» Written instruction 1
Copy the section of the Jugurtha Hamroun biography starting at "In his first" and ending at "stave off relegation.".
» Written instruction 2
Decide whether each statement agrees with the Jugurtha Hamroun biography, answering yes or no and quoting the deciding words of the biography: (a) Hamroun moved to France with his family when he was 5. (b) Hamroun joined Chernomorets Burgas for a fee of €600,000. (c) Hamroun scored in his debut match for FCSB.
» Written instruction 3
From the Jugurtha Hamroun biography, list every club that Hamroun played for.

» Passage given
-*-
Jugurtha Hamroun (; born 27 January 1989) is an Algerian professional footballer who plays as an attacking midfielder or winger for Qatari club Al-Markhiya.

After starting out at Guingamp in France, he went on to compete professionally in Bulgaria, Turkey, Romania and Qatar.

Hamroun represented Algeria at under-23 level, making his debut in November 2011.

Early life
Hamroun was born in the town of Bouzeguene in the Tizi Ouzou Province. At age 5, he moved with his family to France, where they settled in Neuilly-sur-Marne in the eastern suburbs of Paris.

Club career

Guingamp
At age 12, Hamroun joined the youth ranks of French club En Avant de Guingamp. On 8 April 2008, he signed his first professional contract, for a period of three years, and on 29 August of that year he made his Ligue 2 debut, coming as a substitute for Cédric Liabeuf in the 83rd minute of a 1–1 home draw against CS Sedan Ardennes.

During his three-year spell at the Stade du Roudourou, Hamroun alternated between the first team and the reserves, going on to appear in 26 competitive games for the former, including twice in the 2009–10 UEFA Europa League.

Chernomorets Burgas
On 26 July 2011, Hamroun signed a three-year deal with Bulgarian team PSFC Chernomorets Burgas, joining on a free transfer. He scored in his A PFG debut, helping to a 2–0 home win over PFC Lokomotiv Plovdiv on 20 August.

Kardemir Karabükspor
On 18 January 2012, however, Hamroun moved clubs and countries again, being sold to Kardemir Karabükspor in the Turkish Süper Lig for a reported fee of €600,000. He played his first match three days later, starting and featuring 70 minutes in the 2–1 home success over Trabzonspor.

In his first full season, Hamroun contributed with 20 scoreless appearances as the side narrowly avoided relegation after ranking 15th.

Oțelul Galați
In January 2015, after being a free agent since the summer, Hamroun signed a six-month contract with Romania's FC Oțelul Galați, who were in the midst of a financial crisis. The second of his Liga I goals came on 19 April in a 2–1 win at eventual champions FC Steaua București, but his team was not able to eventually stave off relegation.

FCSB
After Oțelul's relegation into Liga II, Hamroun refused to extend his contract and, as it was due to expire, fellow league side FC Petrolul Ploiești showed interest in signing the player. On 29 June 2015, he was announced as player of Giresunspor on their official website, but the deal eventually fell through due to the club being in debt and not allowed to make any transfers; in July, he joined FCSB  on a three-year deal, making his debut on the 14th against AS Trenčín in the first leg of the second qualifying round for the UEFA Champions League and scoring the second goal of the 2–0 away win.
-*-
» Data
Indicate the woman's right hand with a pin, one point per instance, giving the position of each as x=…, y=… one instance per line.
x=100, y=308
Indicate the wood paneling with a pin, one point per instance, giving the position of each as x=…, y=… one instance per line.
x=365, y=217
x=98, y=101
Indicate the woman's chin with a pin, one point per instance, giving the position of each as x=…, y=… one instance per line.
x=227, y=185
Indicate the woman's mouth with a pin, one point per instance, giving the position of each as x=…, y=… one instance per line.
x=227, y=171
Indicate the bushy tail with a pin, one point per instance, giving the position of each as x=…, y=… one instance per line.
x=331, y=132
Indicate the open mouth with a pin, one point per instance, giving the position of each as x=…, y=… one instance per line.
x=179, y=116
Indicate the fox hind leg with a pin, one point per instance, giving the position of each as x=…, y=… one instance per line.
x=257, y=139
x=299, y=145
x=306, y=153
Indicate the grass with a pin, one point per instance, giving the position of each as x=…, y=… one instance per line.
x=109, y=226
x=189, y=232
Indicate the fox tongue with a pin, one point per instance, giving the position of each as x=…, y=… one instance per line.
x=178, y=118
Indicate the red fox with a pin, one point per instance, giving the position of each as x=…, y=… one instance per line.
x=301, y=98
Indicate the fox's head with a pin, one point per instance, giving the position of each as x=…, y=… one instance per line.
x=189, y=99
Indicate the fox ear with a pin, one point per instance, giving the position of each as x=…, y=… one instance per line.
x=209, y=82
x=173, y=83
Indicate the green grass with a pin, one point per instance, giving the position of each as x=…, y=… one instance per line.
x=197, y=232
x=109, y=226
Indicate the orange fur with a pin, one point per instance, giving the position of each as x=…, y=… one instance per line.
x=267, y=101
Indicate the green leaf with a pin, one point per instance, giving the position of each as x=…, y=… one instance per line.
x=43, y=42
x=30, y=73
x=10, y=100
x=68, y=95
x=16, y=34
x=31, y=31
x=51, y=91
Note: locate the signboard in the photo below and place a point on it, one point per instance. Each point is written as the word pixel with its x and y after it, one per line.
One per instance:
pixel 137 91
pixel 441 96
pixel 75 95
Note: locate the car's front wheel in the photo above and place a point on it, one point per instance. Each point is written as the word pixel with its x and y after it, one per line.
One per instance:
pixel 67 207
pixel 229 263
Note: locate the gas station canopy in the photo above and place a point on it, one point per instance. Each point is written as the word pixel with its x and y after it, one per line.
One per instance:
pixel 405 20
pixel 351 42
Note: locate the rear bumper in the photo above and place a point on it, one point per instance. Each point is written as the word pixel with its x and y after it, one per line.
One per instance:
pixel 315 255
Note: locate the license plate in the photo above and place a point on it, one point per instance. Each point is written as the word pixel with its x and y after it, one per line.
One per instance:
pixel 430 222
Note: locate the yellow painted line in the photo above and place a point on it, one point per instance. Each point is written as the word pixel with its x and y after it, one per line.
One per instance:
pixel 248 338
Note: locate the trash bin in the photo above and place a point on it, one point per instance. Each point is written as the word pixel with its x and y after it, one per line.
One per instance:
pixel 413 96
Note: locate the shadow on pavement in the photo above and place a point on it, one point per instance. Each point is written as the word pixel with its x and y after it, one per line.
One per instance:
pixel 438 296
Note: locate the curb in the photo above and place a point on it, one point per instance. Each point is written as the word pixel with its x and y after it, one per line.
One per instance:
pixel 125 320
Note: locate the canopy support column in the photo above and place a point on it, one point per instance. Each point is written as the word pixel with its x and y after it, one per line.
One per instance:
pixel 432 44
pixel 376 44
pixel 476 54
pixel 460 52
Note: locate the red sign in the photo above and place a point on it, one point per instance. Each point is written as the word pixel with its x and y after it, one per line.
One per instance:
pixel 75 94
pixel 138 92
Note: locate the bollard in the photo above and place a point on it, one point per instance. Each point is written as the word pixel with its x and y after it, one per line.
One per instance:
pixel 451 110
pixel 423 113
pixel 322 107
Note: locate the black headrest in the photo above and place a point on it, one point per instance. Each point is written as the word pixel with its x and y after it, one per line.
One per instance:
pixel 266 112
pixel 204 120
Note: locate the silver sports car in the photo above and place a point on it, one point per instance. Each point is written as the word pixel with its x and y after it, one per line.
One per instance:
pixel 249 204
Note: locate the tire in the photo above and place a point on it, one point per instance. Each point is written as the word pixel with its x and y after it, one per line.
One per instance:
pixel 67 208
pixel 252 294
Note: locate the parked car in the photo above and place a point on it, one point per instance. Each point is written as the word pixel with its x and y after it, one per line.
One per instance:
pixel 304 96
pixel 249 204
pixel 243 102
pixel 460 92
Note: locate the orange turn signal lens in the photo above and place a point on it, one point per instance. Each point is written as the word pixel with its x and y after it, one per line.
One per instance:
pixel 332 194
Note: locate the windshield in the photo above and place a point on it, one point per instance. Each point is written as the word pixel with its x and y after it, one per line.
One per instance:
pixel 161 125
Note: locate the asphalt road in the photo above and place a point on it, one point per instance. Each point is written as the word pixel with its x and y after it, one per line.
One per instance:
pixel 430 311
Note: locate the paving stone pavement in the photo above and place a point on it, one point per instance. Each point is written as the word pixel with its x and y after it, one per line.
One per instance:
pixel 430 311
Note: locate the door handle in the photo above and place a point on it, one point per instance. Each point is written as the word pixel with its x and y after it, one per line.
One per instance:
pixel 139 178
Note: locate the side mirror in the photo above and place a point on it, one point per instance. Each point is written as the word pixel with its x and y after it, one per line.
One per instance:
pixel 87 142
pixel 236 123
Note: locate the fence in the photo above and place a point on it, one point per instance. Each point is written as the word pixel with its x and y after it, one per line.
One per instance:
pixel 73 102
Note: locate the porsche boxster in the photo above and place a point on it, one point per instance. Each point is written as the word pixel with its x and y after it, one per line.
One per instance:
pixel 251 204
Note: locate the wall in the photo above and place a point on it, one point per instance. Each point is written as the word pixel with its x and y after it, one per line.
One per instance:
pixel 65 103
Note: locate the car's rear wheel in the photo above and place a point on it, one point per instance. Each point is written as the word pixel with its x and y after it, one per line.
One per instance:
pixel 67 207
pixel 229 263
-*-
» Written response 1
In his first full season, Hamroun contributed with 20 scoreless appearances as the side narrowly avoided relegation after ranking 15th.

Oțelul Galați
In January 2015, after being a free agent since the summer, Hamroun signed a six-month contract with Romania's FC Oțelul Galați, who were in the midst of a financial crisis. The second of his Liga I goals came on 19 April in a 2–1 win at eventual champions FC Steaua București, but his team was not able to eventually stave off relegation.

» Written response 2
(a) Yes: "At age 5, he moved with his family to France"
(b) No: "joining on a free transfer"
(c) Yes: "scoring the second goal of the 2–0 away win"

» Written response 3
- En Avant de Guingamp
- PSFC Chernomorets Burgas
- Kardemir Karabükspor
- FC Oțelul Galați
- FCSB
- Al-Markhiya